Items from a dataset:

--*--

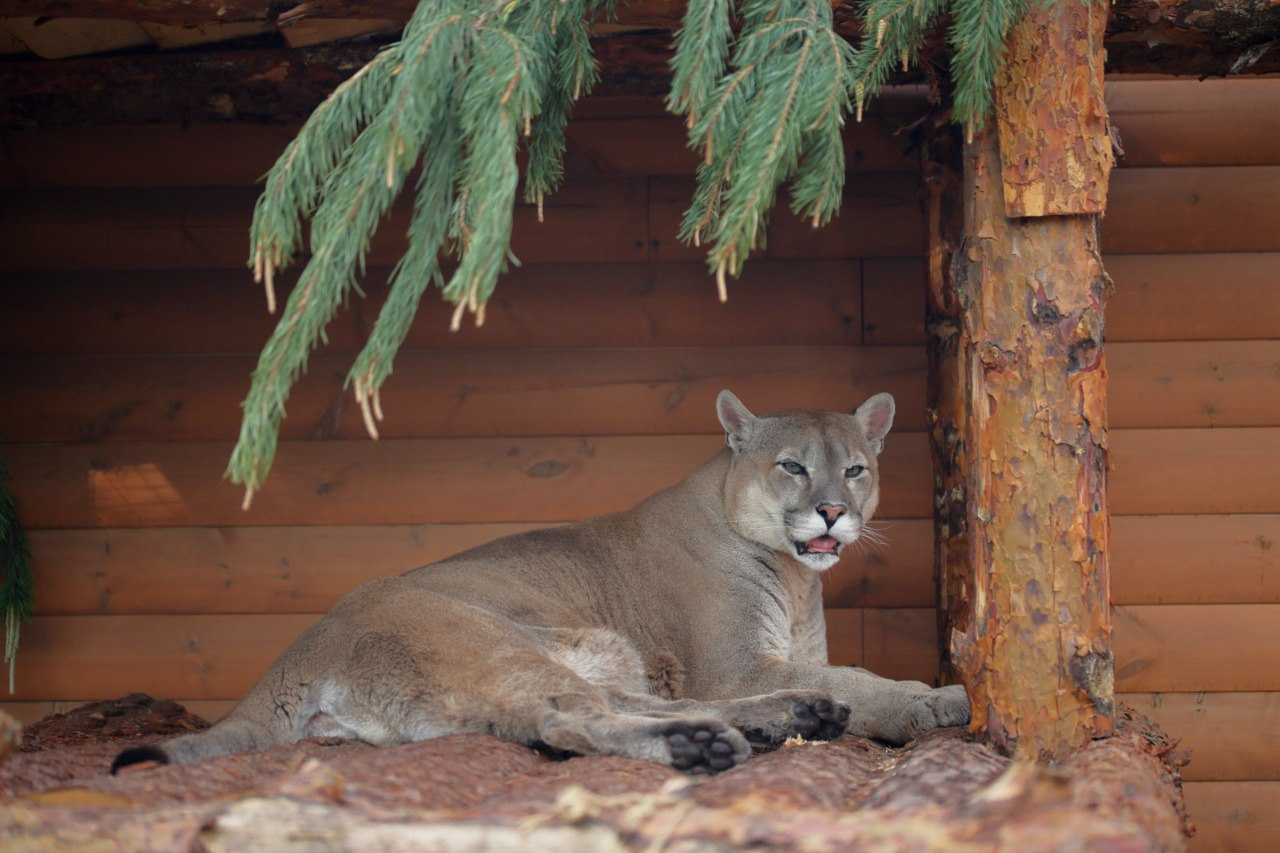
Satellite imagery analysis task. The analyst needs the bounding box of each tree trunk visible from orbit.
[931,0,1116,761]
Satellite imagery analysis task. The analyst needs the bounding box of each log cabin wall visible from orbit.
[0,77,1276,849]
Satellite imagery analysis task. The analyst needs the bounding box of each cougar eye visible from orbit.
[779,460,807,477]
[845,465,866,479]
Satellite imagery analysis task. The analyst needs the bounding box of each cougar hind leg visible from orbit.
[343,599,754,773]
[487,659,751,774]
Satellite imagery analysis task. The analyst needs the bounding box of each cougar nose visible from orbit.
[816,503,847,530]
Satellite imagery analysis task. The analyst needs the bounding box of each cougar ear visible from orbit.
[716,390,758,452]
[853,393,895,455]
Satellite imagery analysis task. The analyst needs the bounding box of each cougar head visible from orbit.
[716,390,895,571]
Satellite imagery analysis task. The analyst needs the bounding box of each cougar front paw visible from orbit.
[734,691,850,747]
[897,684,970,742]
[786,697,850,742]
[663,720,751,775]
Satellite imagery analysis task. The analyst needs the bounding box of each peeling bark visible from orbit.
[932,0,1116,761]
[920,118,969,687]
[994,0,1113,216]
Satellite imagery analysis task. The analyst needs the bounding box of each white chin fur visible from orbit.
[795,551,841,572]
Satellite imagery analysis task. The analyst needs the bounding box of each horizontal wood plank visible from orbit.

--*--

**Problem statement:**
Could you write all the entries out again exactly, but without their pictures?

**Solution for this task:**
Satellite imagery analysis task. The analyst needs the bounding box of each tree trunk visible from orbit.
[931,0,1116,761]
Satellite imagery analysis task. The analyst needs the bounding box of each log cabin wall visible from orbit.
[0,77,1276,849]
Satellite imagery analysis task. The analyst needs the bounding box of each cougar eye visible from orbit.
[779,460,807,477]
[845,465,866,479]
Satellite imagery analysis task. The analyst needs the bounding box of each cougar hind leg visible from orbit.
[343,599,754,773]
[487,659,751,774]
Satellite imagery analysis task. The analyst needs the bounding box of each cougar nose visible from orbit.
[816,503,847,530]
Satellite imagery analysis task. The analyst needs the bounding box of each cougar ear visible from orbit.
[716,390,758,452]
[853,393,895,455]
Satellite imagery analysis task. The analyst needs the bounding box of each cougar head visible from orbit.
[716,390,895,571]
Satellite imagery analysis task. The analyst needs the bounding box of each cougar front paw visible from orbit.
[734,691,850,747]
[897,684,970,742]
[786,697,850,742]
[663,720,751,775]
Satellite imagery analysis task. The analyst needs the bounding box of each peeling bark visible from orbit.
[932,0,1116,761]
[920,118,969,687]
[994,0,1113,216]
Satellite imagery analysis task. The analyst needs the bounding box of each white chin fur visible from orbit.
[795,551,841,572]
Satellite imagery analysis task. The analyst needs the bounding box of each horizontal wood plank visible from orbit.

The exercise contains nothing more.